-------- Extrait du document

INTOX. Ah ces grévistes de la fonction publique et autres cheminots qui ne vont pas travailler et se débrouillent quand même pour être payés ! Le mythe est tenace. Le porte-parole des Républicains Guillaume Peltier ne se prive pas de le propager. Le voilà qui demande dans ses «Douze propositions pour reconstruire la démocratie sociale» «d'interdire le paiement des jours de grève dans la fonction publique, dans les entreprises publiques». C'est sa proposition numéro 8.
DÉSINTOX. Mais Guillaume Peltier semble oublier une chose essentielle : la loi prévoit déjà de ne pas payer les fonctionnaires quand ils font grève. Et ce, depuis 1961. La loi de finance rectificative dispose que «l'absence de service fait, pendant une fraction quelconque de la journée, donne lieu à une retenue». En cas de grève, et donc de service non effectué, une retenue sur le traitement est opérée. Les articles L2512-1 à L2512-5 du code du travail rappellent ainsi qu'une retenue sur salaire s'applique aux agents de la fonction publique et des entreprises chargées de la gestion d'un service public. «L'absence de service fait par suite de cessation concertée du travail entraîne pour chaque journée une retenue du traitement ou du salaire», indique l'article L2512-5. La version du code du travail en vigueur en 1973 le précisait déjà, grâce aux articles L521-2 à L521-6 sur la grève dans les services publics, et s'appliquait également aux «personnels des entreprises, des organismes et des établissements publics ou privés lorsque ces entreprises, organismes et établissements sont chargés de la gestion d'un service public». Les salariés des entreprises publiques subissent donc, eux aussi, des retenues sur salaires. Au moins depuis 1973.
Le montant de la retenue varie toutefois selon les catégories de fonctionnaires. Pour les agents publics de l'Etat, une circulaire du 5 août 2003 rappelle la règle du «trentième indivisible». Que les agents se mettent en grève une heure ou une journée entière, la retenue sur le salaire sera la même : une journée entière (un trentième de leur rémunération).

----------------
-------- Données fournies

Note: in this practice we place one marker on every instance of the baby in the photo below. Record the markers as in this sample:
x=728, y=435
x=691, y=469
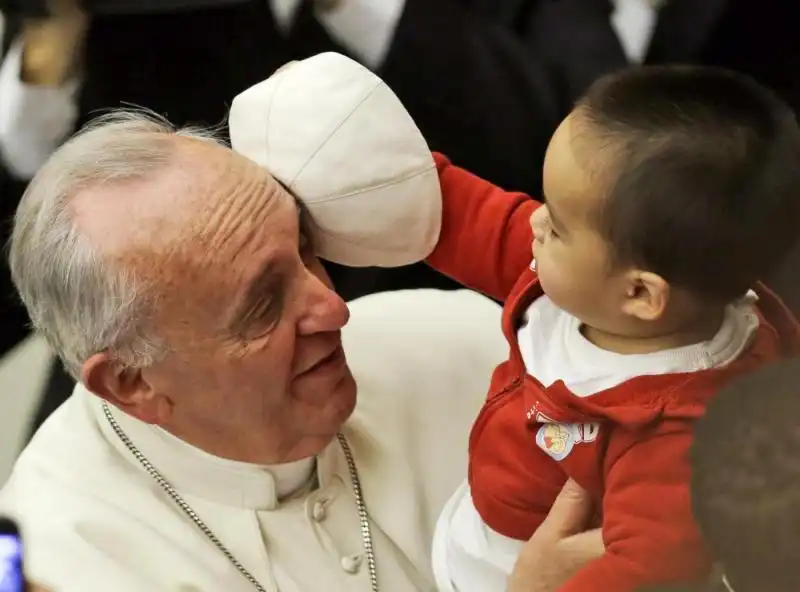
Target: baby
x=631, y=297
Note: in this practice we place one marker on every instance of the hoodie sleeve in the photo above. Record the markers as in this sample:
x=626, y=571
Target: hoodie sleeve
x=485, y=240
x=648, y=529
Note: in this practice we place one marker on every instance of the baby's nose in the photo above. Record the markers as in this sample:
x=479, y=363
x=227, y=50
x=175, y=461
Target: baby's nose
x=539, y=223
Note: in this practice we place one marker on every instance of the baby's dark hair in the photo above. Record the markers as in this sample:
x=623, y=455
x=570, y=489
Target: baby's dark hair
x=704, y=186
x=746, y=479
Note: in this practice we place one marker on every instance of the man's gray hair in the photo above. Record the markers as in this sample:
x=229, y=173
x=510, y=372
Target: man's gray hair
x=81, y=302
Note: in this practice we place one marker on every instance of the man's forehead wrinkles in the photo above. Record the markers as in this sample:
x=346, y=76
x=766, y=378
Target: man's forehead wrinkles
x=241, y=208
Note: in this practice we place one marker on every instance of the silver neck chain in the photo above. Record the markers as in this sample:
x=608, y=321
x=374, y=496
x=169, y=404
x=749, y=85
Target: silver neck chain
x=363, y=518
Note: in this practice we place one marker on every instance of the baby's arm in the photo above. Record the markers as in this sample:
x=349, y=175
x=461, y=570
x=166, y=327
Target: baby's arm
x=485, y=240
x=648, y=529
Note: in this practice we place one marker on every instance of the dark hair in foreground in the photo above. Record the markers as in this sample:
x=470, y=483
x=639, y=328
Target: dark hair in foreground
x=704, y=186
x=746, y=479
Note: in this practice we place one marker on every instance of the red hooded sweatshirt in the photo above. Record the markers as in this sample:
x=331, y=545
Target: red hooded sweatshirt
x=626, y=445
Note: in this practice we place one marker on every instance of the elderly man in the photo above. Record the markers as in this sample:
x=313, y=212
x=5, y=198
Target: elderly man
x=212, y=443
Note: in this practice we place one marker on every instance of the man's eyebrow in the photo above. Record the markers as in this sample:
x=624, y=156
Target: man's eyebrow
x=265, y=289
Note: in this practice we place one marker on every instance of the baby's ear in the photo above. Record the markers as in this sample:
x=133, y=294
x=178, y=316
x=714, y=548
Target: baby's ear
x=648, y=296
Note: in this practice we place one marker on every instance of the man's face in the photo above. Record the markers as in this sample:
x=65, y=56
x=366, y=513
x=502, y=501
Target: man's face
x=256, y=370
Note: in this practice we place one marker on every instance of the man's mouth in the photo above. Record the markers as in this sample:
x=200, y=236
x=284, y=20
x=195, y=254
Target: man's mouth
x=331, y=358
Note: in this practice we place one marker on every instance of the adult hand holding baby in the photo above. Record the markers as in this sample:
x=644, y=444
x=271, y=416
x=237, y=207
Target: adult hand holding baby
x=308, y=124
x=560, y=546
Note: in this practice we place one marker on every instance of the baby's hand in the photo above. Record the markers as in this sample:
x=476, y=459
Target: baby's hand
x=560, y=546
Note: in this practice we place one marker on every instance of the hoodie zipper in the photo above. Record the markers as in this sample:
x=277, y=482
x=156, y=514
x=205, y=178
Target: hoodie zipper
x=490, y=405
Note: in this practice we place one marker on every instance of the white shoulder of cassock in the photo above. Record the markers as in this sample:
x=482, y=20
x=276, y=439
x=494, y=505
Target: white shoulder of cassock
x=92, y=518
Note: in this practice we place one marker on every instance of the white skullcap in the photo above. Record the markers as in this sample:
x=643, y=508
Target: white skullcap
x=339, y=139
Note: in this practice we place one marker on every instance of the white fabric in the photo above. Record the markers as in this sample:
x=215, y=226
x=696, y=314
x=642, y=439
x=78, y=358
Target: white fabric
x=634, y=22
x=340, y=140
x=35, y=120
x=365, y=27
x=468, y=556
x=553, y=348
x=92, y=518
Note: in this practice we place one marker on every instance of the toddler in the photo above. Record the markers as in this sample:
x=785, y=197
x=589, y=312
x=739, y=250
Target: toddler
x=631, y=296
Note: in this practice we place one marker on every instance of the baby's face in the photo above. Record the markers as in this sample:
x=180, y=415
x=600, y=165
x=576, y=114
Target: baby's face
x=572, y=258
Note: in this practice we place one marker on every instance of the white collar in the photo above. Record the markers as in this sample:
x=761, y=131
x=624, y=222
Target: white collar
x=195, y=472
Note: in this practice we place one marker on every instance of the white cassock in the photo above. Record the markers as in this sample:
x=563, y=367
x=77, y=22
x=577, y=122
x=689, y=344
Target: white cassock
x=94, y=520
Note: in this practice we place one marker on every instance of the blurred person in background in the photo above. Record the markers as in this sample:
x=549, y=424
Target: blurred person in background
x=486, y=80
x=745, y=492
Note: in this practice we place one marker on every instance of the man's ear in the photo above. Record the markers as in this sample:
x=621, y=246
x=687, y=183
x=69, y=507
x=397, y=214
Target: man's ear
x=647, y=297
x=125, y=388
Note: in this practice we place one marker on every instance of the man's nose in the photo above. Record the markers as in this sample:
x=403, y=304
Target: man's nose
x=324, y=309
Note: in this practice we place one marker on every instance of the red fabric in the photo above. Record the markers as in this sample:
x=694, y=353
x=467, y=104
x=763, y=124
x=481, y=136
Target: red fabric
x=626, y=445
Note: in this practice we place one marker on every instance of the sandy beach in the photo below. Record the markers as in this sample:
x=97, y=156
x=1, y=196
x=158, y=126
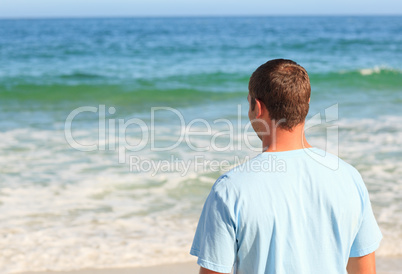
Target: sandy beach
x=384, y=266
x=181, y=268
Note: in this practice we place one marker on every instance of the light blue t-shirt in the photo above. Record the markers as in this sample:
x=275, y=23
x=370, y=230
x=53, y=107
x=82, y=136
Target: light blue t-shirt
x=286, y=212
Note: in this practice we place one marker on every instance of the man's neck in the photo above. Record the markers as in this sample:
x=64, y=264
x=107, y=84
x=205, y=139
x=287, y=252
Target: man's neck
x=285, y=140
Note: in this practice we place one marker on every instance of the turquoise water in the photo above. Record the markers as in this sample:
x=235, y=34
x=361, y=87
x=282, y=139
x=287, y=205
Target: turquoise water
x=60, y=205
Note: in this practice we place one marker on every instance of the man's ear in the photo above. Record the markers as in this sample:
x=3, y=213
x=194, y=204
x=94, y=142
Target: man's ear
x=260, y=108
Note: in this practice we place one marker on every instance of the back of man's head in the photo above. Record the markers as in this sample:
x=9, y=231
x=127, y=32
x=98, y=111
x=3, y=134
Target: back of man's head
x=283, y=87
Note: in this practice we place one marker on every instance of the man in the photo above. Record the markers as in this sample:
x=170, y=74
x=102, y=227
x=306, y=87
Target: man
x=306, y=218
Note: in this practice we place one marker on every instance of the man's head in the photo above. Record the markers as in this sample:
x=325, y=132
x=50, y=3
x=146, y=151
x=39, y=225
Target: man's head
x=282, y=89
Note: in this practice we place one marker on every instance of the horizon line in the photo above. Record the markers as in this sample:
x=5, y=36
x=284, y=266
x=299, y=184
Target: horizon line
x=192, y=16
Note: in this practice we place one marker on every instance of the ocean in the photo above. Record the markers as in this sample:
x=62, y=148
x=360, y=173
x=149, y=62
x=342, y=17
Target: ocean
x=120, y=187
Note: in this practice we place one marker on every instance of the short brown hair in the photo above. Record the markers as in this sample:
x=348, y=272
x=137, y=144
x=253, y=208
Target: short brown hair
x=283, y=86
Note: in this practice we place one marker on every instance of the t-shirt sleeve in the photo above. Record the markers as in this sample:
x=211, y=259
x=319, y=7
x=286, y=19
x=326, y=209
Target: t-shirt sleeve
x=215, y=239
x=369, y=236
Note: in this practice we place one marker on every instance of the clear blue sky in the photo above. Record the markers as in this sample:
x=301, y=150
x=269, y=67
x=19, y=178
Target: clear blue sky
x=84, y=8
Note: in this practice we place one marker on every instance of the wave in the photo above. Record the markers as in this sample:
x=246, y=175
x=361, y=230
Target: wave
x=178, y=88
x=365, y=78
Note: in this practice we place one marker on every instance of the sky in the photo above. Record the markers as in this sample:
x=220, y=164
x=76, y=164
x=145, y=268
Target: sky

----------------

» **Consignes de travail**:
[A] Indiquez si chacune des affirmations suivantes concorde avec le texte sur la grève dans la fonction publique, en répondant par oui ou par non et en citant mot pour mot le passage qui tranche : (i) la loi prévoit depuis 1961 de ne pas payer les fonctionnaires en grève ; (ii) la circulaire du 5 août 2003 vise les agents des collectivités territoriales ; (iii) la demande de Guillaume Peltier sur les jours de grève est sa proposition numéro 8.
[B] Recopiez le passage du texte sur la grève dans la fonction publique depuis les mots « INTOX. Ah ces » jusqu'aux mots « proposition numéro 8. » inclus.
[C] Relevez toutes les dates et années mentionnées dans le texte sur la grève dans la fonction publique.

» **Réponses aux consignes**:
[A]
(i) Oui : « la loi prévoit déjà de ne pas payer les fonctionnaires quand ils font grève. Et ce, depuis 1961. »
(ii) Non : « Pour les agents publics de l'Etat, une circulaire du 5 août 2003 rappelle la règle »
(iii) Oui : « C'est sa proposition numéro 8. »

[B]
INTOX. Ah ces grévistes de la fonction publique et autres cheminots qui ne vont pas travailler et se débrouillent quand même pour être payés ! Le mythe est tenace. Le porte-parole des Républicains Guillaume Peltier ne se prive pas de le propager. Le voilà qui demande dans ses «Douze propositions pour reconstruire la démocratie sociale» «d'interdire le paiement des jours de grève dans la fonction publique, dans les entreprises publiques». C'est sa proposition numéro 8.

[C] 1961 ; 1973 ; 5 août 2003